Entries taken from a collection
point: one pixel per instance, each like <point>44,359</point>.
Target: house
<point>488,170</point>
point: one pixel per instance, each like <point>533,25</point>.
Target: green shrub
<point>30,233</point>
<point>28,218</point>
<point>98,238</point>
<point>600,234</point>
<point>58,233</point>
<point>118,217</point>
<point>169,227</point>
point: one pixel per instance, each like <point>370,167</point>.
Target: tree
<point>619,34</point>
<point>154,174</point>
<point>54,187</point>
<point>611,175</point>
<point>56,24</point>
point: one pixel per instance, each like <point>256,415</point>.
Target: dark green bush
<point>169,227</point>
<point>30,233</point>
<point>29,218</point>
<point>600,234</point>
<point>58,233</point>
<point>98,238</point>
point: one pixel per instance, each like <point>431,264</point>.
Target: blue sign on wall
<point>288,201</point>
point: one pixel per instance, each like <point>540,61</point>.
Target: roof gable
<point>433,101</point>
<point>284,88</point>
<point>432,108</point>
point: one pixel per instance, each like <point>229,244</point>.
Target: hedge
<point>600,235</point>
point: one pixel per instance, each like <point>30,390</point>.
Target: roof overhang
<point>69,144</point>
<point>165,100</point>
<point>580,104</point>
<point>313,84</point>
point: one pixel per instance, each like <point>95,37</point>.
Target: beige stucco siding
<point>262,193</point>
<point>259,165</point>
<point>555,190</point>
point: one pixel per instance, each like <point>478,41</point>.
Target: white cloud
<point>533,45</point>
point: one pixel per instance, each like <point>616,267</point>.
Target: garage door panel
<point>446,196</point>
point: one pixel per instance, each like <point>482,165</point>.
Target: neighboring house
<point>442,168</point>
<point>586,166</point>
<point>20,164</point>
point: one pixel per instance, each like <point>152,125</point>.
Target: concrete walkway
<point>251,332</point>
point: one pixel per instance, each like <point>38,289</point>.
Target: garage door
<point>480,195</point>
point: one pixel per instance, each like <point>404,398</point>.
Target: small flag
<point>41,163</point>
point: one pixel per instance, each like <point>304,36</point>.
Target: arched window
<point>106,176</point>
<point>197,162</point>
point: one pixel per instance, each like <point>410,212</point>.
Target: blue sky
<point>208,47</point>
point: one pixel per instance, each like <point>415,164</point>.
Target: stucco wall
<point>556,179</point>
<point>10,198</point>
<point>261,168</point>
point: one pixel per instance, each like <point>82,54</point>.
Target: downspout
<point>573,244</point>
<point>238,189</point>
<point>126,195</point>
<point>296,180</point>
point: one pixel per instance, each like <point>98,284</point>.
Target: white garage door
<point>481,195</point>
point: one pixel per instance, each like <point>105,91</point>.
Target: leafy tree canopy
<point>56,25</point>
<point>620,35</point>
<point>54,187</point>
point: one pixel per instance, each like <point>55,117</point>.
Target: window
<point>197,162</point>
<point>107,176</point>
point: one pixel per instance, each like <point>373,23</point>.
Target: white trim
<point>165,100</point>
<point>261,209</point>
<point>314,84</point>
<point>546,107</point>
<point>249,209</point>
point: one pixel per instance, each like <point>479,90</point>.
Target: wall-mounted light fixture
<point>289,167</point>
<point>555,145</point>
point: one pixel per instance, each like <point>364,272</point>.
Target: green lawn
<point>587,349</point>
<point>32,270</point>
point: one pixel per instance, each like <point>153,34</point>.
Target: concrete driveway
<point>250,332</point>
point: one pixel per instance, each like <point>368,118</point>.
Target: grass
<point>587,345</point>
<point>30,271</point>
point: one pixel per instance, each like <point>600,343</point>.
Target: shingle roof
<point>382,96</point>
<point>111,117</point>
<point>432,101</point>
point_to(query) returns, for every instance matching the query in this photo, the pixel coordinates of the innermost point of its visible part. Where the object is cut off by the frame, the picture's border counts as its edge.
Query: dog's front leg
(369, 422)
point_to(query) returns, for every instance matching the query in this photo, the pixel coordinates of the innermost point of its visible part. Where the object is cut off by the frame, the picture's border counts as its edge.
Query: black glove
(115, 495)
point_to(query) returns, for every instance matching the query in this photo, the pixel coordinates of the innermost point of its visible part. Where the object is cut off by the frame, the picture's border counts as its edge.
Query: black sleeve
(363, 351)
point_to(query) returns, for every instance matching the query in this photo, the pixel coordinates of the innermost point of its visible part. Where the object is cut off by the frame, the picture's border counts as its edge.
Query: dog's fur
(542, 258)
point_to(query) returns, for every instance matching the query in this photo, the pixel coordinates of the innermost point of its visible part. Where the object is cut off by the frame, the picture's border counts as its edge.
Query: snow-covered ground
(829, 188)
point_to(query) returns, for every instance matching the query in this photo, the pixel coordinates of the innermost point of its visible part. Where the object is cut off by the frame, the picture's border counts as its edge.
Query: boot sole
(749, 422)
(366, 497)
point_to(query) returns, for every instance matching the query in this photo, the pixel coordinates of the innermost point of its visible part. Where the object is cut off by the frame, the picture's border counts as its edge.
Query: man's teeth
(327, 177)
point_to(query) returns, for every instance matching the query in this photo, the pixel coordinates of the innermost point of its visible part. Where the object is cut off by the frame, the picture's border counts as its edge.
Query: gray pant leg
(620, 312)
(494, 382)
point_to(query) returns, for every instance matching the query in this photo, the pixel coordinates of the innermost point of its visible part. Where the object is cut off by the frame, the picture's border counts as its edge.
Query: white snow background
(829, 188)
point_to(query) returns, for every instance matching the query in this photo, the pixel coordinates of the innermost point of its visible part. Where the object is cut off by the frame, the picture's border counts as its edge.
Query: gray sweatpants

PROBLEM TO WORK ON
Without omission, return all of the records exactly as given.

OUTPUT FOR THIS TASK
point: one pixel per instance, each like <point>44,359</point>.
Target: house
<point>488,170</point>
point: one pixel per instance, each like <point>533,25</point>.
Target: green shrub
<point>30,233</point>
<point>28,218</point>
<point>98,238</point>
<point>600,234</point>
<point>58,233</point>
<point>118,217</point>
<point>169,227</point>
point: one pixel per instance, each like <point>370,167</point>.
Target: tree
<point>619,34</point>
<point>154,174</point>
<point>54,187</point>
<point>611,175</point>
<point>56,24</point>
point: one pixel per instance, each like <point>256,415</point>.
Target: dark green bush
<point>169,227</point>
<point>30,233</point>
<point>29,218</point>
<point>600,234</point>
<point>58,233</point>
<point>98,238</point>
point: one pixel per instance, each like <point>431,264</point>.
Target: blue sign on wall
<point>288,201</point>
point: one pixel per instance, each like <point>540,61</point>.
Target: roof gable
<point>433,101</point>
<point>284,88</point>
<point>432,108</point>
point: one pixel per instance, each like <point>229,244</point>.
Target: hedge
<point>600,235</point>
point: one pixel per instance, each like <point>30,390</point>.
Target: roof overhang
<point>69,144</point>
<point>165,100</point>
<point>580,104</point>
<point>313,84</point>
point: one pixel per instance, each like <point>95,37</point>.
Target: beige stucco siding
<point>262,193</point>
<point>259,165</point>
<point>555,190</point>
point: one pixel per instance, each like <point>478,41</point>.
Target: white cloud
<point>533,45</point>
point: one pixel per instance, each like <point>616,267</point>.
Target: garage door panel
<point>446,196</point>
point: one pixel per instance, each like <point>482,165</point>.
Target: neighboring house
<point>442,168</point>
<point>586,166</point>
<point>20,164</point>
point: one pixel per instance, each like <point>152,125</point>.
Target: concrete walkway
<point>251,332</point>
point: one pixel per instance, each like <point>38,289</point>.
Target: garage door
<point>480,195</point>
point: one pixel per instance, each like <point>404,398</point>.
Target: small flag
<point>41,163</point>
point: one pixel per instance, each like <point>304,36</point>.
Target: arched window
<point>106,176</point>
<point>197,162</point>
point: one pixel per instance, each like <point>410,212</point>.
Target: blue sky
<point>208,47</point>
point: one pixel per instance, each like <point>415,164</point>.
Target: stucco wall
<point>556,179</point>
<point>10,198</point>
<point>261,168</point>
point: one pixel per instance, each like <point>82,54</point>.
Target: downspout
<point>573,244</point>
<point>238,189</point>
<point>126,195</point>
<point>296,180</point>
point: one pixel per instance, each like <point>98,284</point>.
Target: white garage door
<point>481,195</point>
point: one pixel per instance, each like <point>105,91</point>.
Target: leafy tree canopy
<point>56,25</point>
<point>620,35</point>
<point>54,187</point>
point: one pixel per instance, each like <point>55,117</point>.
Target: window
<point>197,162</point>
<point>107,176</point>
point: one pixel per instance, each like <point>373,23</point>.
Target: white trim
<point>165,100</point>
<point>261,209</point>
<point>314,84</point>
<point>546,107</point>
<point>249,209</point>
point: one pixel per instance, each like <point>479,90</point>.
Target: wall-mounted light fixture
<point>289,167</point>
<point>555,145</point>
point: one pixel per instance, each like <point>364,272</point>.
Target: green lawn
<point>587,349</point>
<point>32,270</point>
point: one pixel per instance, each like <point>153,34</point>.
Target: concrete driveway
<point>250,332</point>
point: one pixel per instance, each like <point>368,118</point>.
Target: grass
<point>587,345</point>
<point>30,271</point>
point: one pixel per instance, each like <point>600,343</point>.
Target: shingle roof
<point>382,96</point>
<point>111,117</point>
<point>432,101</point>
point_to(query) returns, for every instance matching the query in this photo, the pixel coordinates of the innermost point of its visible part. Where the object is cut off by the frame, the picture's border counts as its edge.
Query: dog's front leg
(369, 422)
point_to(query) returns, for every instance matching the query in this photo, the pixel coordinates of the innermost point of its visible part. Where the object is cut off by the frame, the picture's border counts as its edge.
Query: black glove
(115, 495)
point_to(query) returns, for every instance matching the query in this photo, the pixel coordinates of the innermost point of its visible part. Where the object is cut off by the frame, the picture's border counts as its edge.
Query: black sleeve
(363, 351)
point_to(query) returns, for every instance matching the query in this photo, the pixel coordinates of the innermost point of its visible part. Where the object is cut off by the frame, the picture's border counts as its edge.
Query: dog's fur
(542, 258)
point_to(query) returns, for every instance matching the query in this photo, the pixel coordinates of the innermost point of its visible part. Where the object is cut off by the frame, the picture's border counts as its edge.
Query: snow-covered ground
(829, 188)
point_to(query) returns, for every instance matching the query in this photo, the pixel coordinates of the innermost point of its visible part. Where the object is cut off by the frame, the picture's border counts as its edge.
Query: boot sole
(749, 422)
(366, 497)
point_to(query) returns, for every instance matching the query in this photo, the pixel coordinates of the innermost point of its visible part. Where the object is cut off by the frame, the picture's border counts as its edge.
Query: man's teeth
(327, 177)
point_to(query) returns, for every instance matching the query in this photo, the pixel coordinates of the innermost point of its visible part. Where the object is cut off by the frame, the picture's border counts as its edge.
Query: gray pant leg
(620, 312)
(494, 382)
point_to(query) returns, for every instance matching the query in this photo, the pixel coordinates of the innermost point of its visible part. Where the object is cut off by the frame, the picture's border counts as its edge.
Query: white snow background
(829, 188)
point_to(query) returns, for every instance matching the query in this photo, the pixel coordinates of the innermost point of its visible part. Where the object is cut off by the frame, the picture's border counts as its edge.
Query: gray sweatpants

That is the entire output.